** EXTRACT TO READ **

+ + + + +

# diff. between box joint blade and dado blade???



## frankjay02 (Dec 14, 2009)

Hello folks, 
I am new here and being I have more time now I want to upgrade my weekend skills to better woodworking skills. Maybe someone can help me with this question.

Is there any difference between using a dado blade and using a blade that is advertised as being dedicated to making box joints? I have a dado blade set and just bought a "box joint" blade and they look similar..but I do'nt know if they are identical or not because I have never used a box joint table saw blade before. My dado is stackable and sometimes I have to clean up the cut but don't see how I an clean up an 1/8" accurately enough for a tight box joint. 
any help will be appreciated. I don't have a router table.
I can't help much with woodworking questions but I can help if anyone has a camera or photography question. Just email me offlist and I will help if I can.
thanks 
Frank in NJ


----------



## rrich (Jun 24, 2009)

Frank,
IIRC the box joint set will cut either 1/4" or 3/8" wide. These will make nice box joints.

The 1/8" that you speak of can be made nicely with either a combination blade or a rip blade. 

A stacked dado blade will cut from about 1/4" to possibly 13/16" wide, depending upon your dado set and table saw.

With either set up you'll need to set up your box joint jig so that the cut is a zero clearance cut. (Cut through the jig and the jig supports the stock and prevents tear out.)


----------



## frankjay02 (Dec 14, 2009)

*dado blade, box joint blade difference*

Thanks Rich...I don't know what IIRC means. I made a mistake with the 1/8th..it should have been 1/4"

+ + + + +

** MATERIAL SHOWN **
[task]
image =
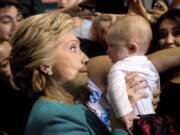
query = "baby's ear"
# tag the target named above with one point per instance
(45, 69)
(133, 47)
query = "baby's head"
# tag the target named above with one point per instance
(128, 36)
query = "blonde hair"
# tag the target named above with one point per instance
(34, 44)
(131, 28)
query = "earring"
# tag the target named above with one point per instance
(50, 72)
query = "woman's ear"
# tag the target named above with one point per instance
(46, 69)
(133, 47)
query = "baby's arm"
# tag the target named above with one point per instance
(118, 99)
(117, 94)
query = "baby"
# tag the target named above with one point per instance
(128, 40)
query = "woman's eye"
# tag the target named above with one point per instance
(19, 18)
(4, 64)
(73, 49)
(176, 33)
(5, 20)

+ + + + +

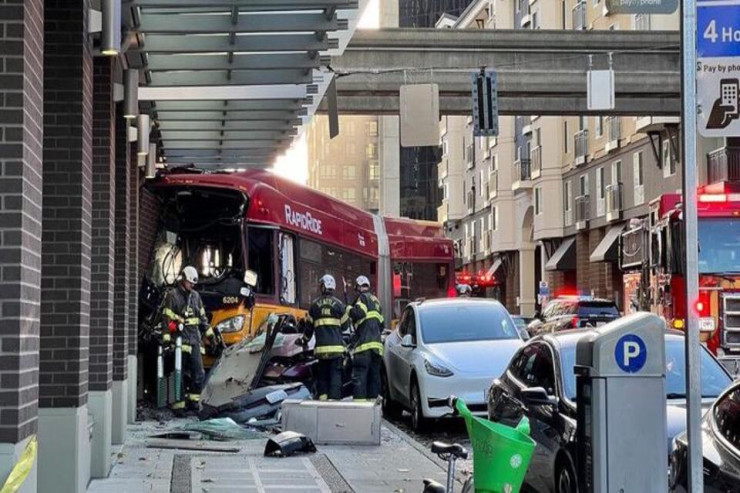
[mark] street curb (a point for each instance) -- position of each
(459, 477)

+ + + + +

** WORK INSTRUCTIONS **
(a) Reproduce the entire forum thread about box joint and dado blades, word for word.
(b) Extract each line of the listing that contains the string "query", treating uppercase and lowercase as different.
The forum thread and the listing come from separate, unrelated sources.

** THE REPLIES **
(a)
# diff. between box joint blade and dado blade???



## frankjay02 (Dec 14, 2009)

Hello folks, 
I am new here and being I have more time now I want to upgrade my weekend skills to better woodworking skills. Maybe someone can help me with this question.

Is there any difference between using a dado blade and using a blade that is advertised as being dedicated to making box joints? I have a dado blade set and just bought a "box joint" blade and they look similar..but I do'nt know if they are identical or not because I have never used a box joint table saw blade before. My dado is stackable and sometimes I have to clean up the cut but don't see how I an clean up an 1/8" accurately enough for a tight box joint. 
any help will be appreciated. I don't have a router table.
I can't help much with woodworking questions but I can help if anyone has a camera or photography question. Just email me offlist and I will help if I can.
thanks 
Frank in NJ


----------



## rrich (Jun 24, 2009)

Frank,
IIRC the box joint set will cut either 1/4" or 3/8" wide. These will make nice box joints.

The 1/8" that you speak of can be made nicely with either a combination blade or a rip blade. 

A stacked dado blade will cut from about 1/4" to possibly 13/16" wide, depending upon your dado set and table saw.

With either set up you'll need to set up your box joint jig so that the cut is a zero clearance cut. (Cut through the jig and the jig supports the stock and prevents tear out.)


----------



## frankjay02 (Dec 14, 2009)

*dado blade, box joint blade difference*

Thanks Rich...I don't know what IIRC means. I made a mistake with the 1/8th..it should have been 1/4"

(b)
query = "baby's ear"
query = "baby's head"
query = "blonde hair"
query = "earring"
query = "woman's ear"
query = "baby's arm"
query = "baby"
query = "woman's eye"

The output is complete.